> **HOW TO COMPLETE THIS TASK**:
You are asked to write out the entries exactly as they are given.

> **GIVEN RECORDS**:
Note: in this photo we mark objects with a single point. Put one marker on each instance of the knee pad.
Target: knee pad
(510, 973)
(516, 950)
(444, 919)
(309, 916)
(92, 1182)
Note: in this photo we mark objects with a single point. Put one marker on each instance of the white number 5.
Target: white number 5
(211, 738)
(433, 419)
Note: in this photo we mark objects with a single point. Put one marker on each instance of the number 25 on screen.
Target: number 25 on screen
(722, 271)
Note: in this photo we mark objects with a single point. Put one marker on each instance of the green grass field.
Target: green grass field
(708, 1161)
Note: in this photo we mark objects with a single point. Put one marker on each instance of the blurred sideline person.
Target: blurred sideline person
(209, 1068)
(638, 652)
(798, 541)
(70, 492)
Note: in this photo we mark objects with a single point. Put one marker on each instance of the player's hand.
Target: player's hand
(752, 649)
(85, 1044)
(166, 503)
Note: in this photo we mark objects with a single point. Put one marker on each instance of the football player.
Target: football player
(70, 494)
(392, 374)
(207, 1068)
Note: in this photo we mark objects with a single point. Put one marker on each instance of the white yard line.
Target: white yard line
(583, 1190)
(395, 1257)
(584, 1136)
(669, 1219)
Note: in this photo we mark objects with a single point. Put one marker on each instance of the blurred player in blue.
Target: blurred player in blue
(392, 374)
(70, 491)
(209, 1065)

> **TASK ANSWER**:
Note: in this photo we mark objects with a single point. Put one marker on each instance of the knee pad.
Target: knee pad
(510, 973)
(516, 950)
(444, 919)
(309, 916)
(92, 1182)
Note: in this photo we mark objects with a single point. Put one marker on each instance of the white number 5.
Target: white number 5
(211, 738)
(433, 419)
Note: in this photo we mark objects with a single point. Put one marker on each instance of the number 25 on screen.
Target: number 25 on screen
(722, 271)
Note: in this photo we mark objects with a single point. Put one marker on each instance of the green grass field.
Target: green grass field
(708, 1161)
Note: in this photo we mark objects with a single point. Put one marker on each instance of the blurred sideline person.
Target: blurred sideline person
(209, 1068)
(638, 652)
(798, 541)
(70, 492)
Note: in this photo we mark objects with a single point. Put one marker on each instance of the player's hand.
Target: player's hand
(752, 649)
(85, 1044)
(166, 503)
Note: in this photo we mark objects with a single point. Put one marker on each instance of the football player.
Target: football player
(70, 494)
(392, 374)
(207, 1068)
Note: in this photo we mark objects with a single point. Put one marker on each instance of the white yard line.
Target: white yard line
(583, 1190)
(395, 1257)
(584, 1136)
(669, 1219)
Note: in this photo we mark objects with a single point. Put one marker on each instance of the blurred player in blue.
Target: blurred player in blue
(392, 374)
(70, 491)
(209, 1065)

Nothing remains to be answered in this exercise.